**REQUIRED TASK**
Can you rewrite each of the items below so that "pixel coordinates" becomes "image coordinates" and nothing else changes?

Stored items
#####

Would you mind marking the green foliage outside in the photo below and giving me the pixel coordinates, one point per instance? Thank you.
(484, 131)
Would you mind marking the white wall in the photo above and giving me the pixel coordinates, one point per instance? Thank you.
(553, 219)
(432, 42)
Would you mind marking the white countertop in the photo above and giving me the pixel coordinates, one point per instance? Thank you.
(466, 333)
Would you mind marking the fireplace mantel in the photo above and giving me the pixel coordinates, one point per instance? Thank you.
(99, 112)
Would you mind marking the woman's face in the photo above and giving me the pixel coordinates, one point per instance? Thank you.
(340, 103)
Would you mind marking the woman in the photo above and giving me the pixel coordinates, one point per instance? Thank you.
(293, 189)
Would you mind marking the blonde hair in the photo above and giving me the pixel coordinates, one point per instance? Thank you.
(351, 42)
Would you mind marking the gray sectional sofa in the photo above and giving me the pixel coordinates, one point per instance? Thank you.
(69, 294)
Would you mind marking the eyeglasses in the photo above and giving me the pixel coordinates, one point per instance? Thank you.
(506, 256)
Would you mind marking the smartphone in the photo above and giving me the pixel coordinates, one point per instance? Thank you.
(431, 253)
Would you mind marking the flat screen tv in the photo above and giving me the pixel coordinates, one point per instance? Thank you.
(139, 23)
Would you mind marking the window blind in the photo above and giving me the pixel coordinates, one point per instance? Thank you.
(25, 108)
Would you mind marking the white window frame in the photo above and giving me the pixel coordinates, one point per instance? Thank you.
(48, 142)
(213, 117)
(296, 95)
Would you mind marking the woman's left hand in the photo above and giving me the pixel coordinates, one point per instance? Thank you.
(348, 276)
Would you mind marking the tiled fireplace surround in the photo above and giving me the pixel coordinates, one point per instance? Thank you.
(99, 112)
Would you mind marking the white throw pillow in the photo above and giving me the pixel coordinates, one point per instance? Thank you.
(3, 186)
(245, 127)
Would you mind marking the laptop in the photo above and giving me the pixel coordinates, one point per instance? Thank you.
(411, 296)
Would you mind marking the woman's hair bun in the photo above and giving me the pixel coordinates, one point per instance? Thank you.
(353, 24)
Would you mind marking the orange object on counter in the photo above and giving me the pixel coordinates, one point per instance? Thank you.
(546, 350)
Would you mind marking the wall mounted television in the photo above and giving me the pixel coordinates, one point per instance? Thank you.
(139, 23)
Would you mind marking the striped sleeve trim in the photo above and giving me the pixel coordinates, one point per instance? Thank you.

#####

**EXERCISE SOLUTION**
Would you mind marking the green foliage outside in the photo below and giving me the image coordinates, one point per instance? Thank you.
(484, 131)
Would you mind marking the white wall in the photo above and giving me the image coordinates, one point per instance? Thank you.
(553, 219)
(432, 42)
Would you mind marking the white countertop in the photo above and giving me the image coordinates, one point per instance? Thank you.
(466, 333)
Would you mind marking the fireplace mantel in the photo above and giving me the image coordinates, one point per instance? Thank you.
(99, 112)
Would you mind marking the woman's face in the photo above and giving me the image coordinates, one point per instance? Thank you.
(340, 103)
Would you mind marking the woman in the photo above and giving me the image coordinates, one point per instance? Thank you.
(293, 189)
Would you mind marking the blonde hair in the photo above and giving me the image coordinates, one point per instance? Thank you.
(351, 42)
Would you mind marking the gray sectional sofa in the photo above and giving me the image coordinates, one point per instance? Thank you.
(69, 294)
Would you mind marking the eyeglasses in the photo above and giving me the image coordinates, one point per instance? Thank you.
(506, 256)
Would you mind marking the smartphone in the photo above and giving me the image coordinates, one point per instance? Thank you.
(431, 253)
Would you mind marking the flat screen tv in the photo above and giving me the image coordinates, one point per instance? Thank you.
(139, 23)
Would you mind marking the window blind in the photo above and giving me the image coordinates, one point per instance? Thank you.
(25, 108)
Would you mind marking the white window frame in the photo above and giving me the image coordinates, one point per instance? Thank you.
(48, 142)
(213, 117)
(296, 95)
Would you mind marking the woman's left hand in the photo above and giving me the image coordinates, one point per instance? Thank you.
(348, 276)
Would you mind marking the tiled fireplace surround in the photo above and giving me the image coordinates, one point per instance? Thank you.
(99, 112)
Would you mind marking the white throw pillow in the photo above and giving me the image coordinates, one point per instance? Thank you.
(3, 186)
(245, 127)
Would you mind marking the laptop in the photo above and giving me the image coordinates, one point per instance? Thank you.
(411, 296)
Would you mind marking the woman's hair bun in the photo above and giving me the image coordinates, one point per instance? Thank you.
(353, 24)
Would you mind marking the orange object on counter in the photo above and giving me the image coordinates, one point per instance? Thank you.
(546, 350)
Would you mind marking the wall mounted television in the photo above and giving me the image coordinates, one point per instance? Thank you.
(139, 23)
Would you mind marking the striped sleeve trim in the photo above and giving me the image coordinates, one point per instance? Thank you.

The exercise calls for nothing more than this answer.